The Day the Girls Were Given Tampons

Our sixth grade teachers divide us into two groups: boys and girls.

In the boys’ room, the teacher wobbles behind her podium and says words like penis, testicles, erection and sperm and I struggle to breath. I choke on my laughter. My face grows hot and my insides hurt and I’m pretty sure I’m going to die. But it’s okay. Because it’s just so damn funny.

When the teacher runs out of funny words to say, she hustles through the classroom doorway, into the hall, to either cry or laugh, and since we’re boys, and now we’re unsupervised boys — we explode. We laugh and squeal and shake and cry and whimper because it’s just so damn funny.

For 12 year old boys, the word testicles tops the list of funny words. Especially, when your teacher says it — testicles. And if I’m being honest, at 37, the word testicles still makes me laugh.

As girls file back in the classroom with bowed heads, silent, like they just witnessed an execution our laughter tinkles out. Each girl carries tightly a white wand and I think how unfair it is that they got a prize and we didn’t. But maybe we would’ve been awarded a prize if we hadn’t howled like hairless wolves.

| RAW DATA |
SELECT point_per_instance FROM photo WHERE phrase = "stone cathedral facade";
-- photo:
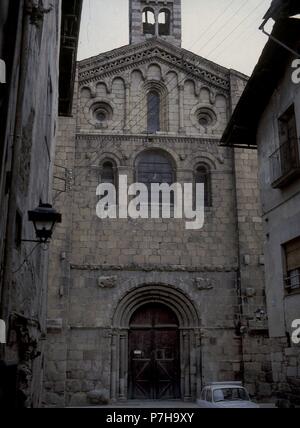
(145, 309)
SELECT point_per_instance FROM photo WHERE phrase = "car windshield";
(230, 394)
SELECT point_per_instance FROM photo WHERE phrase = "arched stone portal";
(190, 364)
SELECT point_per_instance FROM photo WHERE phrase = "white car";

| CHALLENGES |
• A. From the essay about the day the girls were given tampons, list the words the teacher says in the boys' room.
• B. In the essay about the day the girls were given tampons, change "podium" to "desk" and write out everything from "In the boys’" down to "whimper because it’s just so damn funny.".
• C. Carry the essay about the day the girls were given tampons on past its last sentence.

| RESPONSES BY TASK |
• A. penis, testicles, erection, sperm

• B.
In the boys’ room, the teacher wobbles behind her desk and says words like penis, testicles, erection and sperm and I struggle to breath. I choke on my laughter. My face grows hot and my insides hurt and I’m pretty sure I’m going to die. But it’s okay. Because it’s just so damn funny.

When the teacher runs out of funny words to say, she hustles through the classroom doorway, into the hall, to either cry or laugh, and since we’re boys, and now we’re unsupervised boys — we explode. We laugh and squeal and shake and cry and whimper because it’s just so damn funny.

• C.
A girl with shoulder length auburn hair pinned back with butterfly berets slides into the desk in front of me. I tap on her shoulder. At first she doesn’t turn so I tap again and wait and before I’m about to tap again she turns and levels her eyes into mine, “What?”

“What kind of prize did you get?”

“It’s not a prize.”

“Well what is it?”

“It’s a tampon.”

“A what?”

“A tampon. You know, for when I get my period.”

I have no idea what she’s talking about.

Naturally, men want titles. Titles that will raise both pinkies and eyebrows at cocktail parties. Titles that will earn free drinks. Titles that will get the girl.

As I toiled through my 20’s and into my early 30’s I felt that the most important titles a man could collect were titles like CEO, Supervisor, Manager, Principal, General, Admiral, Chief, Coach, Quarterback.

In our defense, society has taught men that to prove our worth we need to collect titles the way we collect imported cars or empty bottles of imported beer (depending on a man’s financial situation).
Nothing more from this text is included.